• STATED GOAL
Pull out and copy every line of the data below that contains the word "Where". Case counts when matching.

• LISTED ENTRIES
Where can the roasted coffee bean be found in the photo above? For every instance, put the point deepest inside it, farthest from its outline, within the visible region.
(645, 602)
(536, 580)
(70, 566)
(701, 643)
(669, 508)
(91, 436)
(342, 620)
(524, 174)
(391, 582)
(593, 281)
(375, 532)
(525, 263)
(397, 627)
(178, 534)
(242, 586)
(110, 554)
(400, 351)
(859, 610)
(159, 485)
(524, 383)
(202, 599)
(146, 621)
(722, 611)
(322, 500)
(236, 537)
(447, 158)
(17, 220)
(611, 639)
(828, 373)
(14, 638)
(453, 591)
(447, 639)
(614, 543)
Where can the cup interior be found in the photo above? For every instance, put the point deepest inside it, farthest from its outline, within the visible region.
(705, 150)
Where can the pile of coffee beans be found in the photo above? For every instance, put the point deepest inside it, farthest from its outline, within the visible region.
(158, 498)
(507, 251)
==
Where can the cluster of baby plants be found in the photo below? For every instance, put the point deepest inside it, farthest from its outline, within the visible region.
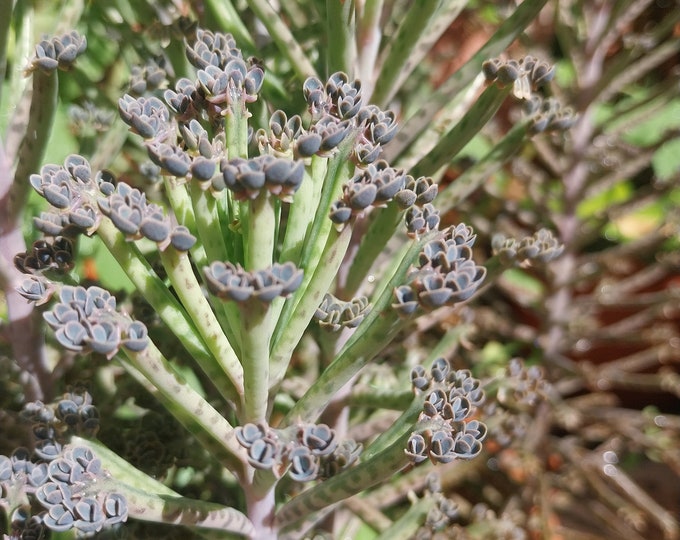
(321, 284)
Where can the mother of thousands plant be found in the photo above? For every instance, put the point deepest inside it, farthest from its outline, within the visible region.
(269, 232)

• ANSWER TO THE EXERCISE
Where can the roasted coffee bean be found in the photo above? For every instance, put the point deepest inside it, farthest from its outline, within the visible region.
Where can the cup interior be found in the photo above? For every instance, put the point deepest inside it, farthest from its outline, within the visible region.
Where can the pile of coffee beans be found in the photo above? For every instance, put the point deepest inside it, farthest from its outline, within the visible region.
Where can the cluster of baby plants be found in the photo below? For every instance, put the point deepest inside it, farthest from its outline, within the visible region.
Where can the mother of thousands plant be found in the photo above? For every instance, put the point deepest inside it, farthest from its outline, within the visible region.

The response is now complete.